**REQUIRED WORK:**
Every entry is to be set down a second time, precisely as written.

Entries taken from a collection

* * * * * * * * *

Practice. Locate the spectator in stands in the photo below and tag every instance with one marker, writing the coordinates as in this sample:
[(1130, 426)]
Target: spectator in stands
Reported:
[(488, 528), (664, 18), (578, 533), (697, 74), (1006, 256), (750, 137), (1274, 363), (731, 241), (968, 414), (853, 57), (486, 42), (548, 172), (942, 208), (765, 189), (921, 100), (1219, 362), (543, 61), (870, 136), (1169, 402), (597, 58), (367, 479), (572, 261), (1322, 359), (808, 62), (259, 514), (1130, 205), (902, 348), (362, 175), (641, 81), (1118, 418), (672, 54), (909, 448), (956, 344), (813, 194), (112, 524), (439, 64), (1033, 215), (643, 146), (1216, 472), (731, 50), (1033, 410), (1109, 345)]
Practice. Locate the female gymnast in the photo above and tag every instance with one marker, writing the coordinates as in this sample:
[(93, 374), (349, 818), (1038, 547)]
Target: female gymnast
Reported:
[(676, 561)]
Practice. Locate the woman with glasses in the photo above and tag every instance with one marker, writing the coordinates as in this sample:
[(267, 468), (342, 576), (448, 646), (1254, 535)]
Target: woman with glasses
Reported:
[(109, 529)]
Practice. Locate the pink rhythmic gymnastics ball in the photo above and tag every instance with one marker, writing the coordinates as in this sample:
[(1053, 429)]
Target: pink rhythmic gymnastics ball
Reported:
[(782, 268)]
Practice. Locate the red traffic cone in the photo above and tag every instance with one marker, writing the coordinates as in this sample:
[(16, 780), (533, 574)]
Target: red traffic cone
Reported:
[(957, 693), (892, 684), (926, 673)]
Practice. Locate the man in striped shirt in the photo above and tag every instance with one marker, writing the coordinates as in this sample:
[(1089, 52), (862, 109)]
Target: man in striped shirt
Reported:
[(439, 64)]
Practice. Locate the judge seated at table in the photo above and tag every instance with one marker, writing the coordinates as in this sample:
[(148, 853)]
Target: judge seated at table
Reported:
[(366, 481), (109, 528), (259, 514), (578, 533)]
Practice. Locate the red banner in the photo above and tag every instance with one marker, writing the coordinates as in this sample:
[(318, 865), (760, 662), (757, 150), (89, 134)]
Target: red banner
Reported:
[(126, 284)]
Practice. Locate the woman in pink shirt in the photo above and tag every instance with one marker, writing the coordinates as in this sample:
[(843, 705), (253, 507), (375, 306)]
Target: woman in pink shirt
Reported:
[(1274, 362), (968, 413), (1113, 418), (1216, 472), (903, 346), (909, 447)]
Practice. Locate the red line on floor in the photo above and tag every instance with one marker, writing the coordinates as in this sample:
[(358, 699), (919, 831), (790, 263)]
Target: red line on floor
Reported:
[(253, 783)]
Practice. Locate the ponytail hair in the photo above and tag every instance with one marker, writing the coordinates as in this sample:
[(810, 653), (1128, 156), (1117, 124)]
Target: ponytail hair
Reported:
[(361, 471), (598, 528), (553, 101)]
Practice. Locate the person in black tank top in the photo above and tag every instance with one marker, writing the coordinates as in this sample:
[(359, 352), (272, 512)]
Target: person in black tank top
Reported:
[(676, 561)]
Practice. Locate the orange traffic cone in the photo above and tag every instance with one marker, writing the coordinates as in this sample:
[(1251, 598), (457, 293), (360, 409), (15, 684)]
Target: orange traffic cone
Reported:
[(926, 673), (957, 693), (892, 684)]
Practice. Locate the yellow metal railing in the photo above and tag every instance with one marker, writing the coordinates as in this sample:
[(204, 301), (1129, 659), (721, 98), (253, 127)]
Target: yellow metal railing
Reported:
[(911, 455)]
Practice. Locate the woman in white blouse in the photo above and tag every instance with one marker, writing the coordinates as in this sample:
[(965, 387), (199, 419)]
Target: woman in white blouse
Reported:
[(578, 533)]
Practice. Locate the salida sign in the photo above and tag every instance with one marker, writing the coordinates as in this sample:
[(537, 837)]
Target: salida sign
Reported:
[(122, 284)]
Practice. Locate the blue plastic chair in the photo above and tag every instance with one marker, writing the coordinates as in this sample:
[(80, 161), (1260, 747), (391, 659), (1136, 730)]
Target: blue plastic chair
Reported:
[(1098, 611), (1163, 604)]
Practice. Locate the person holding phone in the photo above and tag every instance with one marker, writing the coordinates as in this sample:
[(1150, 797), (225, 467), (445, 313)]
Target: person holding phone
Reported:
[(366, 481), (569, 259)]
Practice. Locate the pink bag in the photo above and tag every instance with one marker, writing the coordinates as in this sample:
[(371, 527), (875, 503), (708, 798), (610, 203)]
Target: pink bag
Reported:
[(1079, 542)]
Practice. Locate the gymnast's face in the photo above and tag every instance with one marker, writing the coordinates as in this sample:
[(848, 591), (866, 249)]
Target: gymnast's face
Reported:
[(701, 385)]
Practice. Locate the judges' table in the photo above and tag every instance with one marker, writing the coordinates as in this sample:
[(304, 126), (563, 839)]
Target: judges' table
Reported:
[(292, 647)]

* * * * * * * * *

**ANSWER SECTION:**
Practice. Locate the spectator in stands in the photo below and tag every instance with one marker, writing the coordinates as in this sample:
[(1130, 426)]
Target: spectator in stands
Reported:
[(488, 528), (664, 18), (578, 533), (697, 74), (1006, 256), (750, 137), (1274, 363), (731, 241), (968, 414), (853, 57), (486, 42), (548, 172), (942, 208), (765, 189), (921, 100), (1219, 362), (543, 61), (870, 136), (1169, 402), (597, 58), (367, 479), (572, 261), (1322, 359), (808, 62), (259, 514), (1130, 205), (902, 348), (362, 175), (641, 81), (1118, 418), (672, 54), (909, 448), (956, 344), (813, 194), (112, 524), (439, 64), (1033, 215), (643, 146), (1216, 472), (731, 50), (1033, 410), (1109, 345)]
Practice. Locate the female gymnast in the photo above and tag every instance with one marker, writing the coordinates as in this sample:
[(93, 374), (349, 818), (1038, 547)]
Target: female gymnast
Reported:
[(676, 561)]
Practice. Locate the woman with glasses in the photo above and tag every instance with one marker, writing the coordinates as in this sample:
[(267, 468), (342, 576), (448, 646), (1254, 535)]
Target: woman with glasses
Reported:
[(109, 529)]
Practice. Locate the pink rhythmic gymnastics ball in the photo above and tag every instance with one marker, writing the coordinates as in this sample:
[(1053, 429)]
Target: pink rhythmic gymnastics ball
Reported:
[(782, 268)]
Practice. Locate the red traffic cone in the photo above and tag every instance with one marker, writing the coordinates as in this sample:
[(16, 780), (533, 574)]
Target: red traffic cone
Reported:
[(957, 693), (892, 684), (926, 673)]
Practice. Locate the man in striped shirt in the photo above and tag every instance with one marker, writing the coordinates as in this sample:
[(1089, 52), (862, 109)]
Target: man in striped shirt
Reported:
[(439, 64)]
Practice. Locate the judge seated at table in the photo above and tag every instance with one marker, writing the coordinates as in this sample:
[(148, 853)]
Target: judge seated at table
Reported:
[(366, 481), (109, 528), (259, 514), (578, 533)]
Practice. Locate the red banner in the photo above and tag every instance with one marker, writing the coordinates as in this sample:
[(318, 865), (760, 662), (757, 150), (89, 134)]
Target: red banner
Reported:
[(126, 284)]
Practice. Locate the woman in pink shirt in the photo above and tag every instance with one marker, writing the coordinates as in this sample:
[(843, 705), (253, 507), (375, 306)]
Target: woman in pink shirt
Reported:
[(1274, 362), (968, 413), (1113, 418), (1216, 472), (903, 346), (909, 447)]
Practice. Locate the red line on floor in the photo above and tag every instance with one marker, writing the coordinates as in this sample:
[(358, 699), (919, 831), (790, 263)]
Target: red line on floor
Reported:
[(253, 783)]
Practice. Locate the ponytail hair in the photo above and tag every instance with one marker, writing the coordinates as in this sample:
[(810, 653), (1128, 156), (1117, 124)]
Target: ponytail hair
Reported:
[(361, 471), (598, 528), (553, 101)]
Practice. Locate the person in black tank top in the photo above and tag every instance with one marker, writing the coordinates as in this sample:
[(359, 352), (272, 512)]
Target: person in black tank top
Reported:
[(676, 561)]
Practice. Locate the orange traffic cone in the photo above and tag every instance with one marker, writing the coordinates as in this sample:
[(1251, 598), (457, 293), (360, 409), (15, 684)]
Target: orange traffic cone
Reported:
[(926, 673), (957, 693), (892, 684)]
Practice. Locate the yellow metal railing in the photo above and tag every instance with one marker, writing the coordinates as in this sample:
[(204, 301), (1129, 659), (721, 98), (253, 127)]
Target: yellow metal railing
Reported:
[(911, 455)]
Practice. Locate the woman in white blouse in the photo above and tag every instance with one marker, writing the coordinates as in this sample:
[(965, 387), (199, 419)]
Target: woman in white blouse
Reported:
[(578, 533)]
Practice. Locate the salida sign in the photo above and tag every instance with one marker, writing the coordinates as in this sample:
[(537, 837)]
Target: salida sign
Reported:
[(122, 284)]
Practice. Locate the blue plastic chair in the photo above and tag every instance with one marker, writing the coordinates as in this sample:
[(80, 161), (1260, 747), (391, 659), (1136, 730)]
Target: blue plastic chair
Reported:
[(1098, 611), (1163, 604)]
Practice. Locate the person holding phone in the photo above and tag every instance with one marker, writing the coordinates as in this sample:
[(1150, 797), (225, 467), (445, 313)]
Target: person holding phone
Reported:
[(366, 481), (569, 259)]
Practice. Locate the pink bag in the photo above and tag every instance with one marker, writing the coordinates as in this sample:
[(371, 527), (875, 503), (708, 798), (610, 203)]
Target: pink bag
Reported:
[(1079, 542)]
Practice. Locate the gymnast's face in the photo above and tag every instance with one marker, writing the coordinates as in this sample:
[(848, 591), (866, 249)]
Target: gymnast's face
Reported:
[(701, 385)]
Practice. Locate the judges' table in the photo above and tag every instance with one marker, writing the coordinates as in this sample:
[(304, 126), (563, 839)]
Target: judges' table
Reported:
[(292, 647)]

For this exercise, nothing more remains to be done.